[Start Text section]
Sunday, August 19, 2018

Climate Change Mid-2018: The Relatively Good Bad News


Disclaimer:  I am now retired, and am therefore no longer an expert on anything.  This blog post presents only my opinions, and anything in it should not be relied on.

As I have argued before, human metrics on how well we are coping with climate change can be highly misleading, usually on the side of false optimism.  Two metrics that are clearly not thus biased are:

1.       Measurements of atmospheric CO2 at Mauna Loa in Hawaii, which have been recorded since 1959;

2.       Estimates of Arctic sea ice volume (with extent serving as a loose approximation), especially at minimum in September, which have been carried out since the 1980s.

Over the past few years, I have covered the drumbeat of bad news from those two metrics, indicating that we are in a “business as usual” scenario that is accelerating climate change.  In the first half of 2018, what has happened in both cases is that the metrics are not following a “worst possible case” path – hence the “relatively good” part of the title.  At the same time, there is no clearly apparent indication that we are deviating from our “business as usual” scenario – mitigation is not clearly having any effect.  It is possible, however, that we are seeing the beginnings of an effect; it’s just not possible to detect it in the statistical “noise.”  And given that scientists are now talking about a “tipping point” in the near future in which not only a frightening 2 degrees C temperature by 2100 is locked in, but also follow-on feedbacks (like permafrost melt) that take temperature rise eventually to a far more disastrous 3-4 degrees C – well, that’s the underlying, ongoing bad news.
Of course, this summer’s everlasting heat waves in the US, Europe, and the Middle East – heat waves clearly caused primarily by human-generated CO2 emissions and the resulting climate change – make the “new abnormal” obvious to those of us who are not wilfully blind.  But for anyone following the subject with an open mind, the heat waves are not a surprise.  
So let’s take a look at each metric.

The El Nino Effect Recedes


From late 2016 to around June of 2017, the El Nino effect crested, and, as it has done in the past (e.g., 1998) drove both temperatures and the rate of CO2 rise skyward.  Where 2013-2015 saw an unprecedented streak of 3 years of greater than 2 ppm atmospheric CO2 growth, 2016 and 2017 both saw record-breaking growth of around 3 ppm (hiding a brief spurt to almost 4 ppm).  1998 (2.86 ppm) was followed by a year or two of growth around 1 ppm – in fact, slower than 1996-7.  But the percentage rate of rise has also been rising over the years (it reached almost 1% in early 2017, 4 ppm over 404 ppm).  Therefore, it seemed a real possibility that 2018 would see 2.5 ppm growth.  Indeed, we saw 2.5 ppm growth as late as the first month or two of 2018.
[End Text section]
Stated exercise 1:
According to the climate change post, since what year have atmospheric CO2 measurements been recorded at Mauna Loa?
Stated exercise 2:
List each line of the listing that contains the string "Mark".
The climate change post and the listing that follows it are unrelated.
[Start Supplied records]
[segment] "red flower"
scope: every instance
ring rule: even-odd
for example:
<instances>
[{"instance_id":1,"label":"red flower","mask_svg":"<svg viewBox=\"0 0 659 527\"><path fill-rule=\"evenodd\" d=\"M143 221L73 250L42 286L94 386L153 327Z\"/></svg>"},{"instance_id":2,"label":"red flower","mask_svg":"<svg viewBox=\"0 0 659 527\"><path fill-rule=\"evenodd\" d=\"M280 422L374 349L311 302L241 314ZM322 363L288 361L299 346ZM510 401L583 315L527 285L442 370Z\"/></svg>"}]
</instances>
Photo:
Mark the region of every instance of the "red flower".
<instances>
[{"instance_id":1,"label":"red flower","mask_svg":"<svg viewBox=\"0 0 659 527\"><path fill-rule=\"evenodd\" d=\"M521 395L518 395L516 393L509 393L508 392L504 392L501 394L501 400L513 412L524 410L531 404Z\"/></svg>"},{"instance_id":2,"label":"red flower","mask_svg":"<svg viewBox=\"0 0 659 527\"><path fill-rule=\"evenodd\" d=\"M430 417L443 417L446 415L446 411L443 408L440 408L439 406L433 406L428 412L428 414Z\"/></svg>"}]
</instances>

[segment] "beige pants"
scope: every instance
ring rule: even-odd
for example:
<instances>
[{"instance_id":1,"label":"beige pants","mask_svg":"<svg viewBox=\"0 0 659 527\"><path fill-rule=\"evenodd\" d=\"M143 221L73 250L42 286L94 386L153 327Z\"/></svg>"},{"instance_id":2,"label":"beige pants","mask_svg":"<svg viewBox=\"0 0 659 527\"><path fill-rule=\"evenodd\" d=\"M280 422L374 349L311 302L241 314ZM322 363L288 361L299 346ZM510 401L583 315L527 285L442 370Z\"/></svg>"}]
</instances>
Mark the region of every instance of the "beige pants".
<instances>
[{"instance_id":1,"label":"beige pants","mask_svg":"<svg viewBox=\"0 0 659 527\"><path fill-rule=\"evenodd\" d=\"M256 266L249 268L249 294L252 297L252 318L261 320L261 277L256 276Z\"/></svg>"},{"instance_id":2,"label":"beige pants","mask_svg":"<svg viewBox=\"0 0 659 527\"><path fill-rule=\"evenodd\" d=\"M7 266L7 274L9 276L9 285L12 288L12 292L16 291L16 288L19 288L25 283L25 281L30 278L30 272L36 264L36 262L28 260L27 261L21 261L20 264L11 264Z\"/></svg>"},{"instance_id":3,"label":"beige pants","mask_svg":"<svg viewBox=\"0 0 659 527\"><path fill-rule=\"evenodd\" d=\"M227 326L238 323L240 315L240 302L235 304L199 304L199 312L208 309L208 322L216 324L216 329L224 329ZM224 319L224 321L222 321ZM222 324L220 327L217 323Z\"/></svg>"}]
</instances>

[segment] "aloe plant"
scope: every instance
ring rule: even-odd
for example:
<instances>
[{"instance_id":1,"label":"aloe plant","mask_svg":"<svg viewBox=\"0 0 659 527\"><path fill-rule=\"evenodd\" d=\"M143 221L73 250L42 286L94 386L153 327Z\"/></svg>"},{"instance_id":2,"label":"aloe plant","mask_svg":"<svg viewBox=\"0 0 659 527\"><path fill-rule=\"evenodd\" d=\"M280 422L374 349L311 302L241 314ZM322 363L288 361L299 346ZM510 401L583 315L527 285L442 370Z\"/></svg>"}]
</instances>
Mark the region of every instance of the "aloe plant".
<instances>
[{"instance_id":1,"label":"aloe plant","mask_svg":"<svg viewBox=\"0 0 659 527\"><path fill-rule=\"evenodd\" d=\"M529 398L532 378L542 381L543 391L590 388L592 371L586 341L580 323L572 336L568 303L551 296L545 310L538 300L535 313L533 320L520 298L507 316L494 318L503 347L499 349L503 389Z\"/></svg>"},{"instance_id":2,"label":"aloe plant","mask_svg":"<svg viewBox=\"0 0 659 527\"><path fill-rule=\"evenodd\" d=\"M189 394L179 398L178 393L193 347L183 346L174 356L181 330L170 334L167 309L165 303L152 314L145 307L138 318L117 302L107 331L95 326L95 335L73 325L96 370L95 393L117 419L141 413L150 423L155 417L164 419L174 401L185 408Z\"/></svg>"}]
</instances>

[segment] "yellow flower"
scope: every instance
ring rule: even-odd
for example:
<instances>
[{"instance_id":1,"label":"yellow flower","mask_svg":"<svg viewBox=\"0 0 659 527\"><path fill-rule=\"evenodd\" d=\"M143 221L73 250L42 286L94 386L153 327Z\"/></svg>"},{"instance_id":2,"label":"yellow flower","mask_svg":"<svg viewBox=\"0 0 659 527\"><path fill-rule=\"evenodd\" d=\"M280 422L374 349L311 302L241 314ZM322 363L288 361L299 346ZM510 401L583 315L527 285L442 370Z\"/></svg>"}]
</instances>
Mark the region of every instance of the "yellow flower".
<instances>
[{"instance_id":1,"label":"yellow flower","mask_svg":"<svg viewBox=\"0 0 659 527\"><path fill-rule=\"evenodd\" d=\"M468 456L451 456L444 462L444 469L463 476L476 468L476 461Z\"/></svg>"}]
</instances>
[End Supplied records]
Finished answer 1:
Since 1959.

Finished answer 2:
Mark the region of every instance of the "red flower".
Mark the region of every instance of the "beige pants".
Mark the region of every instance of the "aloe plant".
Mark the region of every instance of the "yellow flower".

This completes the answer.